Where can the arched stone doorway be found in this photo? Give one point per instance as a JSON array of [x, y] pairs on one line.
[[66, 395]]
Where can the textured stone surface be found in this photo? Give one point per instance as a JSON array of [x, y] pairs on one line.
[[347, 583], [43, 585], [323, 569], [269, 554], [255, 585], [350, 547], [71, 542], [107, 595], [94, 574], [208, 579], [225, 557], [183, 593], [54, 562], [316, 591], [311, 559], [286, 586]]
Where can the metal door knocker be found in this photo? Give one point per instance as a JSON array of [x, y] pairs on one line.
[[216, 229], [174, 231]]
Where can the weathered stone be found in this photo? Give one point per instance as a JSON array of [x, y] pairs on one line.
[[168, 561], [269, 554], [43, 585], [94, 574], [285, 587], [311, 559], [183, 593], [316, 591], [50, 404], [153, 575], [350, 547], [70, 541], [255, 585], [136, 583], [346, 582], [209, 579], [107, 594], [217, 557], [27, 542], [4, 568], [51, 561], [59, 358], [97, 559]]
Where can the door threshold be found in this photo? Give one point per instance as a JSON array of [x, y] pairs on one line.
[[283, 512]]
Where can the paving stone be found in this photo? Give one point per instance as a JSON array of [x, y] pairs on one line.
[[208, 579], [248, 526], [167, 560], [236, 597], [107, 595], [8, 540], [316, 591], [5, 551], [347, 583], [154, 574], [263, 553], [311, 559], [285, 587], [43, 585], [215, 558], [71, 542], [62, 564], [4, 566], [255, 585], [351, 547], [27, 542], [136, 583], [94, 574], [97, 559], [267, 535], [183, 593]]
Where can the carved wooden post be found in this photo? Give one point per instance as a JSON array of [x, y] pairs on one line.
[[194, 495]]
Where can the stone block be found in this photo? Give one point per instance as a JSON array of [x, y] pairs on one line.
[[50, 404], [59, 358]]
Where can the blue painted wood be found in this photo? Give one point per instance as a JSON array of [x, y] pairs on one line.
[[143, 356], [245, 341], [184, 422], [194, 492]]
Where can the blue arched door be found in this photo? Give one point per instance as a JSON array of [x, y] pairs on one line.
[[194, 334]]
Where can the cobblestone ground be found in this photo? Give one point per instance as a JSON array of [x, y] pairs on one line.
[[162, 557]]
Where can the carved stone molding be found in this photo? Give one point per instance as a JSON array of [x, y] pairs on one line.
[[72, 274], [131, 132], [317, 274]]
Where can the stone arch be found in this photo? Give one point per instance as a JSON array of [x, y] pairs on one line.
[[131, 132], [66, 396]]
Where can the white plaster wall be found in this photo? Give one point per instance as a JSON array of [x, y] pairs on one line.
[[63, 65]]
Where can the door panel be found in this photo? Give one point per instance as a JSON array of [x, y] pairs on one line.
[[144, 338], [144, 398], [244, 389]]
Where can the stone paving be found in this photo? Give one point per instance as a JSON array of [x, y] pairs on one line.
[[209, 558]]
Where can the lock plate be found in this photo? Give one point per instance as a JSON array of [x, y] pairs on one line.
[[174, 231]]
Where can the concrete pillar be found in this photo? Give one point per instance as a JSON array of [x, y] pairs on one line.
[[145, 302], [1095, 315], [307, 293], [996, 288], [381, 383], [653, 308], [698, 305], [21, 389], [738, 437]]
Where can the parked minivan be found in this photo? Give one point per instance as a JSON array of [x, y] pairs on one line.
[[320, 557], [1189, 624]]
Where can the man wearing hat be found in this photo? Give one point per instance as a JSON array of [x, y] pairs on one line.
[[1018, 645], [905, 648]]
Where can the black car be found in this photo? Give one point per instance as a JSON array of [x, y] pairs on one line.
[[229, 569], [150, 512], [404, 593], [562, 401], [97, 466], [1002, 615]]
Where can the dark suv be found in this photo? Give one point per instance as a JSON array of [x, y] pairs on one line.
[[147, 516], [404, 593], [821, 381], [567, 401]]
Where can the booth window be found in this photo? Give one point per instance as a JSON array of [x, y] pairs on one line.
........
ACTION ITEM: Line by line, output the records exactly as given.

COMPLETED TASK:
Where can the arched stone doorway be found in this photo? Give one point per instance as a JSON array of [x, y] pairs on one line.
[[66, 395]]
Where can the textured stone surface be found in this photo? Give one point per instance as a JSON array of [x, y] pairs on one line.
[[347, 583], [43, 585], [323, 569], [269, 554], [255, 585], [350, 547], [71, 542], [107, 595], [94, 574], [208, 579], [225, 557], [183, 593], [54, 562], [316, 591], [311, 559], [286, 586]]
Where can the metal door knocker be found in this photo? Give one point per instance as a JSON array of [x, y] pairs on one line.
[[216, 229], [174, 231]]
Where can the weathered stone be found in this photo? Give one point per instance as a JSON array of [x, y] pairs on one line.
[[168, 561], [269, 554], [43, 585], [94, 574], [285, 587], [311, 559], [183, 593], [316, 591], [50, 404], [153, 575], [350, 547], [70, 541], [255, 585], [136, 583], [346, 582], [209, 579], [107, 594], [217, 557], [27, 542], [4, 568], [51, 561], [59, 358], [97, 559]]
Where can the door threshold be found in this photo? Give one point per instance as a JSON array of [x, y] pairs on one line.
[[283, 512]]
Where can the paving stone be found in this photo? Give one point per instance as a JSON array of [x, y] pairs on one line.
[[208, 579], [248, 526], [167, 560], [236, 597], [107, 595], [8, 540], [316, 591], [5, 551], [347, 583], [154, 574], [263, 553], [311, 559], [285, 587], [43, 585], [215, 558], [71, 542], [62, 564], [4, 566], [255, 585], [351, 547], [27, 542], [136, 583], [94, 574], [97, 559], [267, 535], [183, 593]]
Where can the carved wooden post be found in this photo? Give one point per instance as a JSON array of [x, y] pairs on one line.
[[194, 495]]
Where can the stone block be found in this photo? Give one point per instance as a JSON array of [x, y] pairs on one line.
[[50, 404], [59, 358]]
Where can the blue painted wood be found in this photo? Give one point per instance as a JSON array of [x, y] pairs on one line.
[[143, 356], [245, 341], [184, 422], [194, 492]]
Where can the blue arched door be found in this photo? Give one point per instance as a JSON array of [x, y] pairs on one line.
[[194, 334]]
Where can the cobblestone ground be found in this photo? Give one point per instance as a JSON array of [x, y] pairs on one line.
[[162, 557]]
Where can the carved stone molding be found in this photo? Give one point per instance as a JSON array of [x, y] pairs on one line.
[[72, 274], [131, 132], [317, 274]]
Where can the stone arch be found in this photo? Give one point per instance as a JSON array of [x, y] pairs on one line.
[[131, 132], [66, 396]]
Where can the white plaster wall be found in this photo? Give one point per instance as a JSON array of [x, y] pairs on one line.
[[63, 65]]
Where can the door panel be found in this photo? Give one point per instance as a JSON array of [x, y] pairs on one line.
[[144, 338], [144, 398], [244, 389]]
Where can the stone paving be found in this photo? Give one point per instance as a JSON array of [x, y] pairs on one line.
[[209, 558]]
Where can the lock plate be found in this photo? Give one point per instance as a JSON array of [x, y] pairs on one line.
[[174, 231]]
Where can the concrete pillar be found in this photo? Give one point per instance as a JSON array of [x, y] pairs on one line.
[[145, 302], [1095, 315], [307, 293], [996, 288], [381, 383], [653, 308], [698, 305], [21, 389], [738, 437]]
Where can the parked minivan be found in this photo? Give one point per instance as a JSON array of [x, y] pairs on one line.
[[320, 557], [1189, 624]]
Where can the man wearing hat be found in this photo? Give one point per instance as a JSON array of [x, y] pairs on one line.
[[1018, 645], [905, 648]]
Where can the black car be found in this photo? Give one point per instance as a JSON array of [x, y] pairs on one line.
[[229, 569], [150, 512], [404, 593], [562, 401], [97, 466], [1002, 615]]
Where can the dark suv be found in this photo? Give one point per instance as a JSON array of [x, y] pairs on one line.
[[147, 516], [404, 593], [821, 381], [567, 401]]
Where can the booth window be found in this photo? Give one point per instance as a JSON array of [x, y] pairs on one line.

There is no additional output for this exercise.